_Action item_:
Check every line of the data below for the word "woman". Copy the ones that have it.

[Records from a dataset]
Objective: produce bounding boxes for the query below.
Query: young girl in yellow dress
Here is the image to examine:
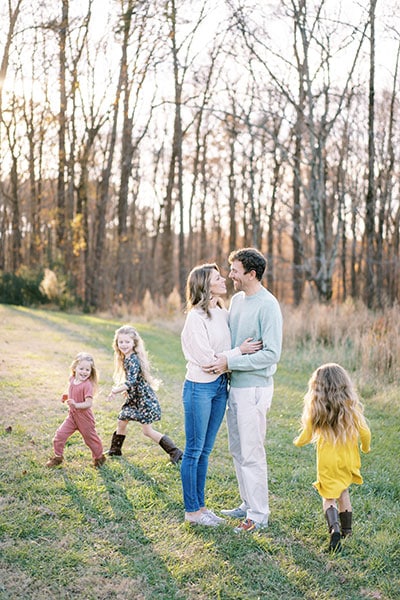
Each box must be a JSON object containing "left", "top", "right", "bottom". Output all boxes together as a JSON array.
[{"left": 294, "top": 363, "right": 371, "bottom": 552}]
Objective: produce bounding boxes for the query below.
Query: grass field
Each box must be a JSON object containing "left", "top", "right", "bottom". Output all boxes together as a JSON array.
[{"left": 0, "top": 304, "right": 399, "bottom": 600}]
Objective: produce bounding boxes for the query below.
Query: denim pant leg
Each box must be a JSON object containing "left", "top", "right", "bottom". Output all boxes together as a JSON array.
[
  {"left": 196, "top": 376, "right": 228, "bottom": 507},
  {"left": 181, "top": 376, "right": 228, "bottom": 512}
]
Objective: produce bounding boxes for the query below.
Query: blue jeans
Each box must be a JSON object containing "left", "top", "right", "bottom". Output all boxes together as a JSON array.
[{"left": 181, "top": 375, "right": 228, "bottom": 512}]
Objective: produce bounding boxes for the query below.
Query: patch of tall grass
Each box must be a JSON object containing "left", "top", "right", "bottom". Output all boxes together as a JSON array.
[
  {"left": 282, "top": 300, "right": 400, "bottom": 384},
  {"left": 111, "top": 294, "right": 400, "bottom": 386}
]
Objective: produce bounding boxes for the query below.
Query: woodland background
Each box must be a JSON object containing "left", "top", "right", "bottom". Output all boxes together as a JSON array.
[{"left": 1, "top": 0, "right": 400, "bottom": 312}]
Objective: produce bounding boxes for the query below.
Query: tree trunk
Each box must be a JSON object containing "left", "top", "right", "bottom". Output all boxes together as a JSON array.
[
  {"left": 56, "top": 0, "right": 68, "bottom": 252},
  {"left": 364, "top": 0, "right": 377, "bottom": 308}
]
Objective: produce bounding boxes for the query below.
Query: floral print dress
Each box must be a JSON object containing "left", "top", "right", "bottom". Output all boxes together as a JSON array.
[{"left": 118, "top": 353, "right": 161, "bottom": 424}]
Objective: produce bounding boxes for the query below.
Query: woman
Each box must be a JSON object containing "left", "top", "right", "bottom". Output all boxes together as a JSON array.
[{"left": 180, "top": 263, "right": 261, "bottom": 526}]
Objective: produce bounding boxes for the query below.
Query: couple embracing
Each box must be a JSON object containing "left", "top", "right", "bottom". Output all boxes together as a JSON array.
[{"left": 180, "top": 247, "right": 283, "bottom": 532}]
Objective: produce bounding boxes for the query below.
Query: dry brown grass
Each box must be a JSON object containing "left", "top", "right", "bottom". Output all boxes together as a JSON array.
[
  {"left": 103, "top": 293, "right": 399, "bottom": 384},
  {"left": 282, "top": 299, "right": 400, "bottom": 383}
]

* * *

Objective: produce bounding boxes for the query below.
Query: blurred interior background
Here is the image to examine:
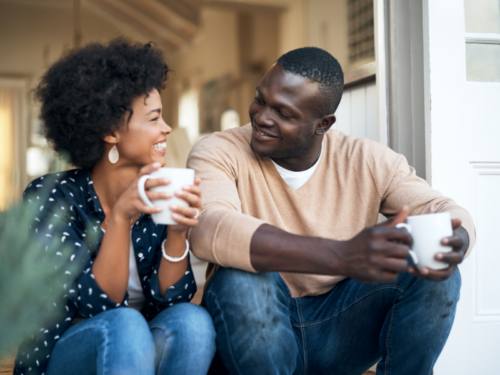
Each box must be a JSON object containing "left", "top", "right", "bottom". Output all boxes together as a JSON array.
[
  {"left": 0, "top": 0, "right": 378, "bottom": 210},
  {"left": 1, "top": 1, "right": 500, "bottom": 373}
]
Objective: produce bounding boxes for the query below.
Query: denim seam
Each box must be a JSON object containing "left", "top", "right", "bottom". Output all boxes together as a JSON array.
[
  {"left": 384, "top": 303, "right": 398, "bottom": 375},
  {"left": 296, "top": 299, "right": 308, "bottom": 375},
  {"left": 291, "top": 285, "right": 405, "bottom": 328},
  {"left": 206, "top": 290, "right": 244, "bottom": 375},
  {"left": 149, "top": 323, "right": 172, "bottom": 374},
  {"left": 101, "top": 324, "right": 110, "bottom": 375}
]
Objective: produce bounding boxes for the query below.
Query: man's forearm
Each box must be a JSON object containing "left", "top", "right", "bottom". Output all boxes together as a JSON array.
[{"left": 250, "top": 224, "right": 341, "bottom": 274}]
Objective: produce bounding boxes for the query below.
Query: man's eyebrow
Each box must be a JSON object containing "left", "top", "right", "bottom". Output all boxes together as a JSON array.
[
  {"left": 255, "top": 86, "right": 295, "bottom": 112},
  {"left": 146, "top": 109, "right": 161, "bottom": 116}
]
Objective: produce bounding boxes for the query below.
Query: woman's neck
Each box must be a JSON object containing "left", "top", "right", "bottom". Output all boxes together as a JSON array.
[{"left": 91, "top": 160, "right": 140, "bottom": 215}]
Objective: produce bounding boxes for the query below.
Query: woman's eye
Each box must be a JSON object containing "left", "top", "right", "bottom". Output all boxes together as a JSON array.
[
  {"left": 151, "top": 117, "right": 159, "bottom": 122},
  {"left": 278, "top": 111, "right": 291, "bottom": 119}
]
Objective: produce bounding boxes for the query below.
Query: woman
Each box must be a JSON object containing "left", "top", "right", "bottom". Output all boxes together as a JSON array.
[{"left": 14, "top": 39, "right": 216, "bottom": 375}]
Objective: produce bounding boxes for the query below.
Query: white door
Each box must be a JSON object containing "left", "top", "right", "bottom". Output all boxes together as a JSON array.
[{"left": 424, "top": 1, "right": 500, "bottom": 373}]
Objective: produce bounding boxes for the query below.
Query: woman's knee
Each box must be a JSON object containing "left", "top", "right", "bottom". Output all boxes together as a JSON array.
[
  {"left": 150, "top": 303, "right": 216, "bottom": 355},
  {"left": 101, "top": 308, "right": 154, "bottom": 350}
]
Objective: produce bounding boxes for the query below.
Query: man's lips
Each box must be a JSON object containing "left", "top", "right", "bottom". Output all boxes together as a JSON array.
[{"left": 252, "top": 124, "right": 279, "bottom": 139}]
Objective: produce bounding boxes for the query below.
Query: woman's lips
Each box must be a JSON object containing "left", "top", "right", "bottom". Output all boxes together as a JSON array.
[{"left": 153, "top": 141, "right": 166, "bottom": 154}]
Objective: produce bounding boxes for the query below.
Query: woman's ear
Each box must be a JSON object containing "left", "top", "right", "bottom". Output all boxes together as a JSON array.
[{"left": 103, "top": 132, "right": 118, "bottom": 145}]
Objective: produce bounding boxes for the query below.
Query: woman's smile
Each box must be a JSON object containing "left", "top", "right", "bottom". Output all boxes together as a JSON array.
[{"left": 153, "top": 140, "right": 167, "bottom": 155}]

==

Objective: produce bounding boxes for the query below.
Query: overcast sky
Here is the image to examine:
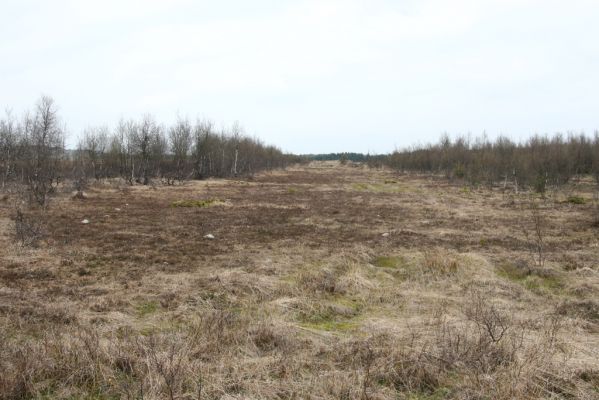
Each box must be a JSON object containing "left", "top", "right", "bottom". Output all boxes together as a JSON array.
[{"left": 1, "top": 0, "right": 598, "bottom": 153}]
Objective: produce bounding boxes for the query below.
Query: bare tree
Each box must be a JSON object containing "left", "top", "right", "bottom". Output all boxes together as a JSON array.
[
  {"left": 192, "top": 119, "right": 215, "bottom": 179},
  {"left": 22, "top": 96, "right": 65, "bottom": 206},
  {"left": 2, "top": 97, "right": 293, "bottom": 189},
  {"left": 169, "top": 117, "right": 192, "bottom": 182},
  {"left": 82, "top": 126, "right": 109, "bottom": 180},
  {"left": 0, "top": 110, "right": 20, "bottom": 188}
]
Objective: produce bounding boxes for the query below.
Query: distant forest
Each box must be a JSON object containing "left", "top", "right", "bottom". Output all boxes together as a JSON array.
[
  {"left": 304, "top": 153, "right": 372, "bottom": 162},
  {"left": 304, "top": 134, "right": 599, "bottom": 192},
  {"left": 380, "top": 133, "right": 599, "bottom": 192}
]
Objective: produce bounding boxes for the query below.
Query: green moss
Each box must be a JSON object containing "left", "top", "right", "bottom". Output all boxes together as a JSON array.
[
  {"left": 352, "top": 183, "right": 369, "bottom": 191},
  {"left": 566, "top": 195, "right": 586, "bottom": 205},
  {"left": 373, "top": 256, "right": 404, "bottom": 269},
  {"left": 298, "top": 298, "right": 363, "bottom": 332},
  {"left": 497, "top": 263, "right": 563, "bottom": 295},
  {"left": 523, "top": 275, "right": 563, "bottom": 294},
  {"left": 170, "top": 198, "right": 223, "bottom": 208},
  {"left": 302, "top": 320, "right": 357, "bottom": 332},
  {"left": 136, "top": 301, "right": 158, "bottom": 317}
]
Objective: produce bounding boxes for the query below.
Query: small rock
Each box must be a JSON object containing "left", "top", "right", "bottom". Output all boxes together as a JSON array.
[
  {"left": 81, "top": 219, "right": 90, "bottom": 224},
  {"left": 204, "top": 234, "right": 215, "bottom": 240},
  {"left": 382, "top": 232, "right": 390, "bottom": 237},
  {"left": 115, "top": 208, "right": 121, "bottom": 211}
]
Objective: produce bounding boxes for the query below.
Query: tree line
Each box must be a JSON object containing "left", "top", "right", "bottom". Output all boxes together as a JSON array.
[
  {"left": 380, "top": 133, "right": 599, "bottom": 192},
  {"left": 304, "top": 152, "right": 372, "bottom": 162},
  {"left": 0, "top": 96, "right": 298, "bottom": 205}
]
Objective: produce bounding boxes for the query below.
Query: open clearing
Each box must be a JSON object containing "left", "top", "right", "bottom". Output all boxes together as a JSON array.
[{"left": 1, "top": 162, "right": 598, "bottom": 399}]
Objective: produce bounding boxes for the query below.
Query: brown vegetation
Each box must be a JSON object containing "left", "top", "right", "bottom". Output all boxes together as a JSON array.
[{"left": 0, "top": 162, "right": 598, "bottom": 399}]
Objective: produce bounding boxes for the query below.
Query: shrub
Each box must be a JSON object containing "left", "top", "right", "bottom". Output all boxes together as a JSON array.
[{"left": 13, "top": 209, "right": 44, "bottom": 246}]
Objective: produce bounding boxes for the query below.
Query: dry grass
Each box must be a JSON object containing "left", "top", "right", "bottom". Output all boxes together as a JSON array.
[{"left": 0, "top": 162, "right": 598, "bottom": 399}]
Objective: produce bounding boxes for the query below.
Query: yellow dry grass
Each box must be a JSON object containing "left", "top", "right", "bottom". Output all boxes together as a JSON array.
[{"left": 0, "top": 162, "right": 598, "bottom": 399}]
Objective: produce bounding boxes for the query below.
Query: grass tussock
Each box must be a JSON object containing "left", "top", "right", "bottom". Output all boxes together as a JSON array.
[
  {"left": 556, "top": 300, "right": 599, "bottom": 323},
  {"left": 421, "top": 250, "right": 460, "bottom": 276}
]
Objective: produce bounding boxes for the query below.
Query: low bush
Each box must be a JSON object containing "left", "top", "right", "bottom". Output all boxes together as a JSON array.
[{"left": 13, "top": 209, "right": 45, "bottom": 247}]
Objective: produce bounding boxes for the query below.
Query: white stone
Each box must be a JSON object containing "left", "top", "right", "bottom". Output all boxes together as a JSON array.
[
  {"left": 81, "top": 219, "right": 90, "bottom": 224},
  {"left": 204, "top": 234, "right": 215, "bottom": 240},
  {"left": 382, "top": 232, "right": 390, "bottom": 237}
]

_Final answer_:
Query: woman
Query: woman's neck
Query: woman's eye
Query: woman
Query: woman's knee
Query: woman's lips
Query: woman's ear
Query: woman's smile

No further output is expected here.